== ARTIKEL ==

Dalam bakul itu, berisi makanan untuk suaminya yang bekerja sejak pagi hari mengolah lahan dengan menggunakan bantuan dua ekor sapi. Pembicaraan akrab pun berlangsung antara dua insan tersebut.
Si pria ingin mengetahui menu makanan yang akan dihidangkan istri petani itu, berupa nasi campuran ketela serta sayur paku dicampur `kakul` (siput sawah).
Pria yang jalan-jalan menikmati suasana alam pedesaan itu pun dengan spontan mencicipinya, dan mengomentari bahwa makanan tersebut "sangat enak dan bergizi."
Itulah gambaran dialog non formal yang sering dilakoni Dr Ir. Soekarno, Proklamator dan Presiden pertama RI dengan masyarakat Bali, khususnya yang bermukim di sekitar Istana Negara Tampaksiring, 65 km timur laut Denpasar.
Gambaran itu, mencerminkan betapa dekat dan akrabnya seorang pemimpin negara dengan masyarakat kecil di pedesaan, tanpa terikat acara protokoler dan pengamanan ketat, yang kini lumrah dilakukan terhadap para pemimpin negara, kisah I Made Hardika (57) salah seorang sesepuh dari Keluarga Besar Ibunda Soekarno di Singaraja.
Anggota DPRD Bali dan kader PDI-Perjuangan Bali utara itu menuturkan, dirinya ketika masih anak-anak sering mengikuti ayah dan ibunya menghadiri undangan dari Bung Karno, baik di istana negara Tampaksiring maupun di kantor Gubernuran Sunda Kecil (Bali dan Nusa Tenggara) yang kala itu masih berkedudukan di kota Singaraja, sebelum pindah ke Denpasar pada tahun 1958.
Keluarga besar Soekarno dari pihak Ida Ayu Nyoman Rai, ibunya yang asal Bali itu, sering kali tinggal beberapa hari untuk menemaninya di Istana Tampaksiring.

===
== DATA YANG DISEDIAKAN ==

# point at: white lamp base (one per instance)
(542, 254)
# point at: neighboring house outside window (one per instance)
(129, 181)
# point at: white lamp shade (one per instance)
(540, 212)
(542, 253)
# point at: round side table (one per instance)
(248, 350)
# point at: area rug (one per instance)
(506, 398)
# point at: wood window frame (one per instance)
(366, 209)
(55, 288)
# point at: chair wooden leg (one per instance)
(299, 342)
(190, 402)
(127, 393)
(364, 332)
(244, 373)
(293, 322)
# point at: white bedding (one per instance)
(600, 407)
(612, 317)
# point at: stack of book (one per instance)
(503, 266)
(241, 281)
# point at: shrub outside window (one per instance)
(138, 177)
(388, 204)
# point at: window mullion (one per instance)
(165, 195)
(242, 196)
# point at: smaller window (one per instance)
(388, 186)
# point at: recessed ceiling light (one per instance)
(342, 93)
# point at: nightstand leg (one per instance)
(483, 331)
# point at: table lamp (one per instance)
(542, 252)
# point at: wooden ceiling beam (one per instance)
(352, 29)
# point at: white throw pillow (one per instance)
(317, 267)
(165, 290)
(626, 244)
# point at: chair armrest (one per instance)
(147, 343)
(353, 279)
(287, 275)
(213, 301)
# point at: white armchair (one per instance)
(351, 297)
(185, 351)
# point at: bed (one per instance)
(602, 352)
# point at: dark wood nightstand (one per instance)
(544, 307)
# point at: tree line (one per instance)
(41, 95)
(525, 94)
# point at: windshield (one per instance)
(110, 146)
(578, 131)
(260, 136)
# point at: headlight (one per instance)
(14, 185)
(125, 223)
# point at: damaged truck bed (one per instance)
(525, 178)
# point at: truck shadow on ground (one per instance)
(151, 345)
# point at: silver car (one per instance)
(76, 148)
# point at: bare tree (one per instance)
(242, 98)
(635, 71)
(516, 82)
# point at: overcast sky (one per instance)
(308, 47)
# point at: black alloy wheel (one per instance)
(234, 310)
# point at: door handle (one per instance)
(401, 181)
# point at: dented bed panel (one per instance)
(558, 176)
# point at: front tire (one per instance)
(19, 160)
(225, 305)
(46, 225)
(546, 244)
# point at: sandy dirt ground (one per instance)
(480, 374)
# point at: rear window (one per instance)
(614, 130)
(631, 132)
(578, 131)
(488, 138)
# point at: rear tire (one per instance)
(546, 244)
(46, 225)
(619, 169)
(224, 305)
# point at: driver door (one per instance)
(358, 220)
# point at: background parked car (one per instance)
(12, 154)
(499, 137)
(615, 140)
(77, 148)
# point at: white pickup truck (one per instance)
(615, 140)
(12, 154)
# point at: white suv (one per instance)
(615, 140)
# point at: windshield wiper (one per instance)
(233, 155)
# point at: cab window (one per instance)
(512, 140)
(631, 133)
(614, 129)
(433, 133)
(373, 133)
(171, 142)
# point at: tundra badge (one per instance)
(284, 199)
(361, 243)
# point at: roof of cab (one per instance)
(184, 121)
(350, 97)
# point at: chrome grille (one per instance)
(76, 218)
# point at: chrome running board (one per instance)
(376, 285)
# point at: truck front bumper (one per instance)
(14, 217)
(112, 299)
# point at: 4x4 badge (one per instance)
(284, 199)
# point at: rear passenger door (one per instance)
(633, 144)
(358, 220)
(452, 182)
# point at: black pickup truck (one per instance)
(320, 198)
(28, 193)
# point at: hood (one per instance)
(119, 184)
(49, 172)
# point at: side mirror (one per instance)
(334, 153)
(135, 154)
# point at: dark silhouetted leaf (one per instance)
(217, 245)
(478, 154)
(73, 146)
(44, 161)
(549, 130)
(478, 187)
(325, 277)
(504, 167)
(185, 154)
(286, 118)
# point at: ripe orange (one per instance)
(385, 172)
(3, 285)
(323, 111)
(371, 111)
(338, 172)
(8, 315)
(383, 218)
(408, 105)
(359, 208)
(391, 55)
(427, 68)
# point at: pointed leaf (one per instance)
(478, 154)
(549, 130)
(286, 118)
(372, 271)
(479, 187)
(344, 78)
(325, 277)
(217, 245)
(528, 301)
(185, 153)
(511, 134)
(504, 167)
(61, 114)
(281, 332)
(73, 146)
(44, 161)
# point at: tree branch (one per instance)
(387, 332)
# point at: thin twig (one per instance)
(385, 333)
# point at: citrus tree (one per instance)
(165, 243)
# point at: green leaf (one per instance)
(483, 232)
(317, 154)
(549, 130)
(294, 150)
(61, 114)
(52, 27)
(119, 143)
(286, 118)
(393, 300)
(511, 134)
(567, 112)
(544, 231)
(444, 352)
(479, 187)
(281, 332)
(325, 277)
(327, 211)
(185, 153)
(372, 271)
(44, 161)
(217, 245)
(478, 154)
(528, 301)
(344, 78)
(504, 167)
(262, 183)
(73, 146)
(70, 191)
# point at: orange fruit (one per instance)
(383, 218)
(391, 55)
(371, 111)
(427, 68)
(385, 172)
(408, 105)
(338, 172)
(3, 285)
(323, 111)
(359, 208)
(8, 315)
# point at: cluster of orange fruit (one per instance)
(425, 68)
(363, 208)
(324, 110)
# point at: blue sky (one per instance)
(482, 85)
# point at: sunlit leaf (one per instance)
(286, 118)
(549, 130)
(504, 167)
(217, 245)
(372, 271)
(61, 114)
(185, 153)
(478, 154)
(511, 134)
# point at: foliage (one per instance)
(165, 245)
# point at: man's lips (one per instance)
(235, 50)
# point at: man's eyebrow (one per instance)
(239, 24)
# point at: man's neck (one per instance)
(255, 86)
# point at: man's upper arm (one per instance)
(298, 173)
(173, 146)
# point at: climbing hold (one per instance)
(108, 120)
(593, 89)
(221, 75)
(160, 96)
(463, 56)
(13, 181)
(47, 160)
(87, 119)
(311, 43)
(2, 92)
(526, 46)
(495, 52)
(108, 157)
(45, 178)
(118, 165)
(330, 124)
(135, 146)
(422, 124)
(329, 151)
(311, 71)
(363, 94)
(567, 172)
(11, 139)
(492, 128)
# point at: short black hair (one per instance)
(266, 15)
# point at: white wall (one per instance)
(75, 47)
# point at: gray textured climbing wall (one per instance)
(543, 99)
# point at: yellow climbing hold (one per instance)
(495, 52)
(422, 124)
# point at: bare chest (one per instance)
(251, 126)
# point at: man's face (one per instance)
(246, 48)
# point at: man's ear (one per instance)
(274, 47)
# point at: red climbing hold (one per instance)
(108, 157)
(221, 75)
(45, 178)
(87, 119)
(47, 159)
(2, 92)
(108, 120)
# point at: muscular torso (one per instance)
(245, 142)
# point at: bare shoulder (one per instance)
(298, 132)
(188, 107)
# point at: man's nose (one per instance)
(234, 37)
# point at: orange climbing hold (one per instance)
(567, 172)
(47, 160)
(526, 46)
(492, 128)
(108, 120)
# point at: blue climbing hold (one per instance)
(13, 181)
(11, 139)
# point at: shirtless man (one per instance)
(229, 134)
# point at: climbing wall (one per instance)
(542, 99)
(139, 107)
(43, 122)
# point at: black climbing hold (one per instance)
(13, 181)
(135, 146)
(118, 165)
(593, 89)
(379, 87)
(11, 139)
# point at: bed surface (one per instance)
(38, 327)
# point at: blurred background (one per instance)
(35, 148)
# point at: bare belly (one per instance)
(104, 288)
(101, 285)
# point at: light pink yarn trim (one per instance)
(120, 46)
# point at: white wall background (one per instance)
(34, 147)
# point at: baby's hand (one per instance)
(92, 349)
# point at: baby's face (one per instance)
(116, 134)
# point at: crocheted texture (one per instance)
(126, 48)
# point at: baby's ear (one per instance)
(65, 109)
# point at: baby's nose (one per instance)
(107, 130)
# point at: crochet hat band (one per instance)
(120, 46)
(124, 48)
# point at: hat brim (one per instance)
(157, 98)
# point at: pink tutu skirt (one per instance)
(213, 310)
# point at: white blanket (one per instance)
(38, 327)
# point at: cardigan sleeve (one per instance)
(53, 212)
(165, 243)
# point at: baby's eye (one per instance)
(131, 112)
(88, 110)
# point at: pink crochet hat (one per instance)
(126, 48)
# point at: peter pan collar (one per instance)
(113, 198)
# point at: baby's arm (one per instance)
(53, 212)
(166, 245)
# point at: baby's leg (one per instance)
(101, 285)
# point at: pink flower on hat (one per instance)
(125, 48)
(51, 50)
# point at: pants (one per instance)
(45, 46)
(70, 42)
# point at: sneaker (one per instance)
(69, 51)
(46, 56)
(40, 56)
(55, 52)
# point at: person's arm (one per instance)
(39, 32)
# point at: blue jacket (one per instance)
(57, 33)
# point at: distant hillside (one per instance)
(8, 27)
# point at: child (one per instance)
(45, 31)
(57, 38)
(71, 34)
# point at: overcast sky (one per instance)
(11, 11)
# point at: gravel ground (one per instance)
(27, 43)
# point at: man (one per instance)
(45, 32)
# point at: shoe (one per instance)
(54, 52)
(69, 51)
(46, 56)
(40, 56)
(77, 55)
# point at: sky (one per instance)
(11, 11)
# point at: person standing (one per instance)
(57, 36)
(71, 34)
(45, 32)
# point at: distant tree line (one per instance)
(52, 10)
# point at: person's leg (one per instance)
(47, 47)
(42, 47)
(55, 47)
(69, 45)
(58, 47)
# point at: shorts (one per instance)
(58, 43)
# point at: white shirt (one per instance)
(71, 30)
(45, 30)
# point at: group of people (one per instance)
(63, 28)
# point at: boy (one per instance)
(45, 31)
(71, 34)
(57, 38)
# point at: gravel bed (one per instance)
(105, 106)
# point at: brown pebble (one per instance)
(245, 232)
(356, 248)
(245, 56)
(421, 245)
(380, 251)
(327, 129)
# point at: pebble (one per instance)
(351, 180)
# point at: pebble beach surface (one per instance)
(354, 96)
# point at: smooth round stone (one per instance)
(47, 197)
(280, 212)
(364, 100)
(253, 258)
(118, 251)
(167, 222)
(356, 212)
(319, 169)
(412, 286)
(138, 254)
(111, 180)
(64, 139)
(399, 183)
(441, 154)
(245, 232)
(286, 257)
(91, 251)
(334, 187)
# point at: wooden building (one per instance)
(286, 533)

===

• [PETUNJUK TUGAS] Sambunglah artikel tentang keakraban Soekarno dengan masyarakat Bali di atas, dimulai sesudah kalimat terakhirnya.

• [JAWABAN TUGAS]
Acara santai seperti itu sering dilakukan Bung Karno terhadap kerabat maupun masyarakat awam misalnya menghadiri jamuan makan malam sambil menyaksikan pementasan kesenian Bali .
"Setiap Bung Karno melakukan kunjungan ke Bali pasti menyempatkan diri bertemu dengan keluarga besar dan tidak pernah lupa akan `kawitan` silsilah asal usul keluarga," ujar Made Hardika yang juga pelukis serta seniman tari dan tabuh.
Meditasinya kuat
Bung Karno dalam kepribadiannya dikenal sebagai "Meraga sukma", yakni dapat melakukan komunikasi dengan alam gaib yang sering dilakukannya di tempat-tempat yang angker (keramat) di Pulau Bali.
Tempat-tempat keramat yang pernah dipakainya untuk bermeditasi hingga sekarang sering kali digunakan oleh banyak orang, baik dari Bali maupun luar Bali untuk tujuan yang sama.
Pantai Sanur misalnya, sebelum The Grand Bali Beach (GBB) berdiri, hotel berbintang pertama di Pulau Dewata yang dibangun dari dana pampasan perang Jepang itu, sangat dikeramatkan oleh masyarakat setempat.
Hotel berlantai sepuluh yang dibangun atas gagasan Bung Karno itu, akhirnya berdiri megah di pantai Sanur tahun 1968 dan menjadi pionir bagi pengembangan pariwisata di Bali.
Hotel yang berklasifikasi bintang lima itu, salah satu kamarnya, yakni kamar 327 di lantai tiga disucikan, dalam arti tidak disewakan untuk wisatawan baik dalam maupun luar negeri.
Kamar yang dilengkapi berbagai fasilitas cukup lengkap itu dipelihara dengan baik, semua karyawan hotel dan kebanyakan orang `mempercayai` roh Soekarno ada di situ.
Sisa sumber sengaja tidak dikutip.